* _Problem description_
Exactly reproduce the lines from the line that has "Objective — one point per instance of the recessed" down to the last line of the entries, inclusive.

Excerpts of pointing data
---------------
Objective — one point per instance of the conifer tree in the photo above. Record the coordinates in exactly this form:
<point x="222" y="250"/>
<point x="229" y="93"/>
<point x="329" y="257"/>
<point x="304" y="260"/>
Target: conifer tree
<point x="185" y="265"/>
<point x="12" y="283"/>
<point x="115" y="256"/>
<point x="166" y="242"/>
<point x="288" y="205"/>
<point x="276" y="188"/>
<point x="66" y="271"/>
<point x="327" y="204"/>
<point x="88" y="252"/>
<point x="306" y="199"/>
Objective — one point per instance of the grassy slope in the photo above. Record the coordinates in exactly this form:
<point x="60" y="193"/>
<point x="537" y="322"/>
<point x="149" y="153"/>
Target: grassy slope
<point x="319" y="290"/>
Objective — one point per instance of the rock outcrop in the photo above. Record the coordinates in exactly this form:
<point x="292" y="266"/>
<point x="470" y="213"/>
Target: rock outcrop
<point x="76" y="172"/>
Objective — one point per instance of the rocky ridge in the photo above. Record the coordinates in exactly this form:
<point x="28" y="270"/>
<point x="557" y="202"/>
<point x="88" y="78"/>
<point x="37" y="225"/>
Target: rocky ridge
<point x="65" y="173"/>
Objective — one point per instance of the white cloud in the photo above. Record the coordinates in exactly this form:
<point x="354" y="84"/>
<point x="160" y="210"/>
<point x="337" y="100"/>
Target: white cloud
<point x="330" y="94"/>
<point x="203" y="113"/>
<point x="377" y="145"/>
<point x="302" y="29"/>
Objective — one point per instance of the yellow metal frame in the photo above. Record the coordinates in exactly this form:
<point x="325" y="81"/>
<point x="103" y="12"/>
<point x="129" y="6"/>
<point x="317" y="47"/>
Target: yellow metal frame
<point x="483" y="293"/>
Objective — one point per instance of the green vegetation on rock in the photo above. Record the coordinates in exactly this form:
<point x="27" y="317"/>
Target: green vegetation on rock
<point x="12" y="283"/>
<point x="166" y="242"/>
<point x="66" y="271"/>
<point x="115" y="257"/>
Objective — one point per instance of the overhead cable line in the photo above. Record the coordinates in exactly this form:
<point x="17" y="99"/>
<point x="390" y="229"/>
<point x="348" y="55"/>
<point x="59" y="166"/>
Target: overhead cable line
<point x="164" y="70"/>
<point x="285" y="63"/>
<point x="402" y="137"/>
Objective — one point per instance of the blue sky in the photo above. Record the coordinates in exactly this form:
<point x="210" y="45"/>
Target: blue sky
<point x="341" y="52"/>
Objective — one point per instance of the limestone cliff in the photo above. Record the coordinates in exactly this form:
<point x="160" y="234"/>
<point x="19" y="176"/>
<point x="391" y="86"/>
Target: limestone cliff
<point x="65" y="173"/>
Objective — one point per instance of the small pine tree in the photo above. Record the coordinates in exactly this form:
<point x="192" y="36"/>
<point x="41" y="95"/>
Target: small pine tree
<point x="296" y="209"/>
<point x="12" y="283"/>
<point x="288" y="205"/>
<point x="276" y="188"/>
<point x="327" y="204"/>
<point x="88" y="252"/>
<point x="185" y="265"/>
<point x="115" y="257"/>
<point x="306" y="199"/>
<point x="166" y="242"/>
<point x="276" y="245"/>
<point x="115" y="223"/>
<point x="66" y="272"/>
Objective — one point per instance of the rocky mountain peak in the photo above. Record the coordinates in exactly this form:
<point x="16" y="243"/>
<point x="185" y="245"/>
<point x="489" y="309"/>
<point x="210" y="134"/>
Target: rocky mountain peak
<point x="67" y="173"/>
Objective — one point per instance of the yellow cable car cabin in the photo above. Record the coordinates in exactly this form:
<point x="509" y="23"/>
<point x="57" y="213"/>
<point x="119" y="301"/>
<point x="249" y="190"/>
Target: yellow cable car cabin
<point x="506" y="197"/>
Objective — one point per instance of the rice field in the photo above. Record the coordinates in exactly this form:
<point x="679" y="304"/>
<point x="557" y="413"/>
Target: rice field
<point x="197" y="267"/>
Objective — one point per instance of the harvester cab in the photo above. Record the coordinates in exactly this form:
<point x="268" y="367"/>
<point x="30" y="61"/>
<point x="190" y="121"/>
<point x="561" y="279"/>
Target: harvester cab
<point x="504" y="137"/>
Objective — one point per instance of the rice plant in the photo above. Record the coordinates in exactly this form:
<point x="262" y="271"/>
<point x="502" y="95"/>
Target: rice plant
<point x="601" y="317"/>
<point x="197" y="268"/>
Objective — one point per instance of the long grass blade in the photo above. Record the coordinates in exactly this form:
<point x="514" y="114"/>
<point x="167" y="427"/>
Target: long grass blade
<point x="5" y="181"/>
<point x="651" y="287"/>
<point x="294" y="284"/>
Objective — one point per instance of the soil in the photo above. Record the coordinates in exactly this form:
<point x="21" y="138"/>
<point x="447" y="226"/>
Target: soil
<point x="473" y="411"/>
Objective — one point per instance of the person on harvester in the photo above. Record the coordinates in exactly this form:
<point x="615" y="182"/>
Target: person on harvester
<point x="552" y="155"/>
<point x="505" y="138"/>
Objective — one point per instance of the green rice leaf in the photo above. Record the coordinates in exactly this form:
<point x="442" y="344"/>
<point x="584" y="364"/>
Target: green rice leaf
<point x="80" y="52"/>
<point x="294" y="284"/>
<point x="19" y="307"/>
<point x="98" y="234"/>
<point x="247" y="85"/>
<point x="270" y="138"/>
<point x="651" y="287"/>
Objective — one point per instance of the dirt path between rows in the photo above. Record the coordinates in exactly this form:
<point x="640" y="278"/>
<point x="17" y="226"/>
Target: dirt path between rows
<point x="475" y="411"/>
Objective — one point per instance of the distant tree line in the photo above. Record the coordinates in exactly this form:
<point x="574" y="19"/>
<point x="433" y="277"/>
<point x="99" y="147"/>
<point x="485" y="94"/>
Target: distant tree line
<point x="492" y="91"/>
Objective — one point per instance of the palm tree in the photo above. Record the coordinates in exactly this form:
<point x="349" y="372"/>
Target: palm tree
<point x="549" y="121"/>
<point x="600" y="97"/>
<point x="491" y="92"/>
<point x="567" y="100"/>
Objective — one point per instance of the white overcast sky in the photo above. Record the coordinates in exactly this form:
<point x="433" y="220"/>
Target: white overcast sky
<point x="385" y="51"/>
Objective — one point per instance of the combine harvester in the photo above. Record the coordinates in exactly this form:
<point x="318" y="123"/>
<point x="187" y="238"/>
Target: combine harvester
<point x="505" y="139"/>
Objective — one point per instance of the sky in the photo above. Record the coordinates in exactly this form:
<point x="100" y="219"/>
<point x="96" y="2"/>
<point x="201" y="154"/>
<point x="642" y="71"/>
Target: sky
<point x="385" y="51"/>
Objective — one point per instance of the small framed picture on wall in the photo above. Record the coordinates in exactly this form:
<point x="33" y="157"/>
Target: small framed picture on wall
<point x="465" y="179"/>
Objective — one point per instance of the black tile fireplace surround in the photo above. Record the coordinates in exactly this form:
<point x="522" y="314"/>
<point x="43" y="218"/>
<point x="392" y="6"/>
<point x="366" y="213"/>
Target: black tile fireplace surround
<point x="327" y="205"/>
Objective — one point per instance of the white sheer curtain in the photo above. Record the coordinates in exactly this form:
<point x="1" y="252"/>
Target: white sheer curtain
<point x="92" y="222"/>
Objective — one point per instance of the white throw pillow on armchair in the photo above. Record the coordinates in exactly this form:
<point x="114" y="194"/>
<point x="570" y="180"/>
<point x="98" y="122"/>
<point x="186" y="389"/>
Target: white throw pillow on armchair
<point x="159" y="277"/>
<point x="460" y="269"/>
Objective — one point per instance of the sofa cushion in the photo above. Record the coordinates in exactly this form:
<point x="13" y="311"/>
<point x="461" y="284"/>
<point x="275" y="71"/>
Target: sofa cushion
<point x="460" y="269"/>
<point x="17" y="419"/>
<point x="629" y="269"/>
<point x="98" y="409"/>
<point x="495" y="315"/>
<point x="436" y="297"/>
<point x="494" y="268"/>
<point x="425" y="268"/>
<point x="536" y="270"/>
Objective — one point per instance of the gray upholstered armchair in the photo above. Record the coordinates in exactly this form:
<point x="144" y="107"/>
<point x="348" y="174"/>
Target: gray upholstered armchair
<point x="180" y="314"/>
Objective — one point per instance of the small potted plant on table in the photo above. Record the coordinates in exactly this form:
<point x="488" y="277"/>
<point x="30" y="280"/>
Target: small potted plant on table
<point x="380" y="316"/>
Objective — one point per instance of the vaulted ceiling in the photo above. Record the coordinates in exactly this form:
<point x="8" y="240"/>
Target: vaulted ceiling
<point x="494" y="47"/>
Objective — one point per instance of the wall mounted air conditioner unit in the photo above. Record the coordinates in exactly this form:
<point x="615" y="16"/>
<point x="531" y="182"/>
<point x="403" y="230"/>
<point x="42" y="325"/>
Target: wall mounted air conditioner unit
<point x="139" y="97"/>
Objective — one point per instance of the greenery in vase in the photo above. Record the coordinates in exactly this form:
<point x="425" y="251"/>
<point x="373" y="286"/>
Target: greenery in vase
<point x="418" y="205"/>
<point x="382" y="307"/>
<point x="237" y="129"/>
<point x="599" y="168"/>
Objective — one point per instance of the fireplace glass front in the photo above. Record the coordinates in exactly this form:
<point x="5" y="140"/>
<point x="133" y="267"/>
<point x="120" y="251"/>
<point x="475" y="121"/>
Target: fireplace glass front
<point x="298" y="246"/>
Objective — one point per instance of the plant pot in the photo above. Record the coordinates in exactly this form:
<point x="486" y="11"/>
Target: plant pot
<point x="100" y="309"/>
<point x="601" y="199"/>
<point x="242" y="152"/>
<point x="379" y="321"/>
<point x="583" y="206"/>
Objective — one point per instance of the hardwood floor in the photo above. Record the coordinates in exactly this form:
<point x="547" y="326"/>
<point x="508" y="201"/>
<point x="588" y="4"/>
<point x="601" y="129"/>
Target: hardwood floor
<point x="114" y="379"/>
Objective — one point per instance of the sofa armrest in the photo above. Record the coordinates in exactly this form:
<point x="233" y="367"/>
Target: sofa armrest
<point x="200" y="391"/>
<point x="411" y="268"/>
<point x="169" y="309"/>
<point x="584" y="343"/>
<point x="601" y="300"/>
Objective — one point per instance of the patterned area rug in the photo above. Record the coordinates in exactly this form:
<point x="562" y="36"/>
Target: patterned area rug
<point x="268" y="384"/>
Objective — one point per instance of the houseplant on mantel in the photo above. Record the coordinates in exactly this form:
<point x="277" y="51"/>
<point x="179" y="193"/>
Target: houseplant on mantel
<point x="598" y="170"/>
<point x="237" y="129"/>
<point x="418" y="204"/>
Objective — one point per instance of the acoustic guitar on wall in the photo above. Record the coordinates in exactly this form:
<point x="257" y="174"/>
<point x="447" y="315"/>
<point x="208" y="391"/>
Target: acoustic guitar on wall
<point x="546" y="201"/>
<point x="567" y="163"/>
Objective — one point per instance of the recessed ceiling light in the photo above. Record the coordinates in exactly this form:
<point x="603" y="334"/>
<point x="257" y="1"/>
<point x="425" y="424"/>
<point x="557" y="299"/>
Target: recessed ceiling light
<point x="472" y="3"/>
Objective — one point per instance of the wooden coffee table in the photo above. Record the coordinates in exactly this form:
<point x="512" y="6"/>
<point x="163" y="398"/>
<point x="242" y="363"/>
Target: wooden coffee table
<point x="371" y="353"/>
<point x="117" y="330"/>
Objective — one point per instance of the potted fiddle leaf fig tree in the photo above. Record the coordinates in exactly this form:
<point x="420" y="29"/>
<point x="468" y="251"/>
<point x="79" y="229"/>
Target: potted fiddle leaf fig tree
---------------
* _Correct result_
Objective — one point per instance of the recessed ceiling light in the photo above. Record the coordinates in exactly this form:
<point x="603" y="334"/>
<point x="257" y="1"/>
<point x="425" y="424"/>
<point x="557" y="299"/>
Target: recessed ceiling light
<point x="472" y="3"/>
Objective — one point per instance of the wooden coffee table in the photo above. Record the coordinates in exactly this form:
<point x="512" y="6"/>
<point x="163" y="398"/>
<point x="242" y="363"/>
Target: wooden coffee table
<point x="371" y="353"/>
<point x="117" y="330"/>
Objective — one point per instance of the potted fiddle leaf fig tree in the photo above. Record the coordinates in exactly this form:
<point x="420" y="29"/>
<point x="468" y="251"/>
<point x="79" y="229"/>
Target: potted fiddle leaf fig tree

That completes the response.